GIVEN INFORMATION ::
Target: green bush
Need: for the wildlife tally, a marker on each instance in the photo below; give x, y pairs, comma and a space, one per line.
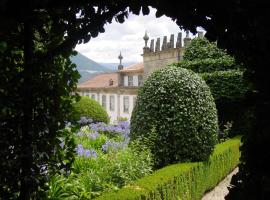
228, 85
201, 48
208, 65
187, 181
175, 115
89, 108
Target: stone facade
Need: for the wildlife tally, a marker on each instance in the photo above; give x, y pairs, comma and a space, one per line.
117, 92
155, 57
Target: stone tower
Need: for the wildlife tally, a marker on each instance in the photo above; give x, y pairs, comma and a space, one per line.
156, 58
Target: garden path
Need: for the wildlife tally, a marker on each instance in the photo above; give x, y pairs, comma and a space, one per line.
221, 190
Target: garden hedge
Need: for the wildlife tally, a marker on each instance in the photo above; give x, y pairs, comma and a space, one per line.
186, 181
175, 116
87, 107
208, 65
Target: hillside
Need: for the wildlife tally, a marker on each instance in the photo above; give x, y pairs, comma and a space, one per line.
87, 67
113, 66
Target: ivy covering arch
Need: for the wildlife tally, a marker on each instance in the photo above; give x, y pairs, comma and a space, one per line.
36, 78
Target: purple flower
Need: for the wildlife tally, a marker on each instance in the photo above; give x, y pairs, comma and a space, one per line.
80, 150
80, 134
111, 145
88, 153
94, 135
84, 121
62, 144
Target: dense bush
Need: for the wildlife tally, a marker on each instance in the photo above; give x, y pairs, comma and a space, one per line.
175, 115
228, 85
87, 107
208, 65
226, 81
187, 181
201, 48
105, 161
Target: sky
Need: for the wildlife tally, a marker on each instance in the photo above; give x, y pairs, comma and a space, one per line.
128, 38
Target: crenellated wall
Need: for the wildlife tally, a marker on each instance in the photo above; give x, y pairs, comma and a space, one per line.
156, 57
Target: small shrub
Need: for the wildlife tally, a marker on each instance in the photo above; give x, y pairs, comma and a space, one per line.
201, 48
175, 112
88, 108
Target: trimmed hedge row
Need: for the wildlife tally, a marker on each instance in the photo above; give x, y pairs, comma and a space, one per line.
187, 181
229, 85
208, 65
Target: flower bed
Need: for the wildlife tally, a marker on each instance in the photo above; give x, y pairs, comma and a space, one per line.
105, 161
187, 181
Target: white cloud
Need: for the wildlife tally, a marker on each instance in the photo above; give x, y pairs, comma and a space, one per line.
128, 38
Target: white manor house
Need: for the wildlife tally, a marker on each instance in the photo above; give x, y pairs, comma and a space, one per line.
117, 91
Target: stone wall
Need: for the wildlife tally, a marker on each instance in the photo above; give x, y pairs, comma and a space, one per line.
158, 56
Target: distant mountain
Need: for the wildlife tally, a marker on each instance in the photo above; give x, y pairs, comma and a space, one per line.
113, 66
87, 67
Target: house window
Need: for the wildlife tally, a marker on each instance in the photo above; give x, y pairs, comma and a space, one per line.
104, 101
126, 104
87, 94
130, 80
140, 80
112, 103
93, 96
134, 101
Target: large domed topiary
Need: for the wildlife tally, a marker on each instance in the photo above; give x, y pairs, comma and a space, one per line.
175, 115
89, 108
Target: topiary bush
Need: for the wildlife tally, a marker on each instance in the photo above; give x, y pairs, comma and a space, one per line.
89, 108
175, 115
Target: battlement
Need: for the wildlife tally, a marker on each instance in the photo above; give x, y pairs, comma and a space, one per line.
156, 56
171, 44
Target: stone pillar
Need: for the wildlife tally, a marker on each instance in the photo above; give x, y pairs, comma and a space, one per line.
146, 48
187, 39
120, 66
171, 45
157, 45
164, 44
179, 40
152, 46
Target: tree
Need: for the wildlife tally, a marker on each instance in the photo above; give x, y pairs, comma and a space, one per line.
241, 27
226, 81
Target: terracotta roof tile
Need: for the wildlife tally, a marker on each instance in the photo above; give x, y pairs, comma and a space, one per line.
101, 81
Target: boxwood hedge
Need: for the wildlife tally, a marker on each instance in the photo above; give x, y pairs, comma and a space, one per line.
186, 181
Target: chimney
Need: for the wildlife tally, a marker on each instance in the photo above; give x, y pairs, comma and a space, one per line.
164, 44
157, 45
171, 41
187, 39
152, 46
146, 48
120, 66
179, 40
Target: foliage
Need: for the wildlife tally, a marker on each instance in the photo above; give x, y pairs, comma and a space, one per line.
187, 181
89, 108
208, 65
201, 48
180, 113
105, 161
226, 81
241, 27
227, 85
35, 100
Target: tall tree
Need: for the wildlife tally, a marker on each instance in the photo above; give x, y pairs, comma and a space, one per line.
242, 27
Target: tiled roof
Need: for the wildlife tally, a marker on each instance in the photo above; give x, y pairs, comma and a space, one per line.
101, 81
138, 67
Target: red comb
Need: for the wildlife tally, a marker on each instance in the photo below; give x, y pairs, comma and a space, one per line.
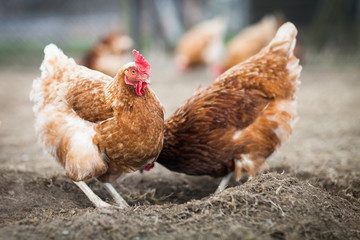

TASK DESCRIPTION ::
Please transcribe exactly the lines above from the line that has "Target: ivy covering arch" up to and including the line that has "Target: purple flower"; no other line belongs in the answer.

YOUR RESPONSE ::
Target: ivy covering arch
Need: for the wildlife tally, a marker on each instance in the photo above; give x, y pairs, comma and a space, one per line.
36, 78
Target: purple flower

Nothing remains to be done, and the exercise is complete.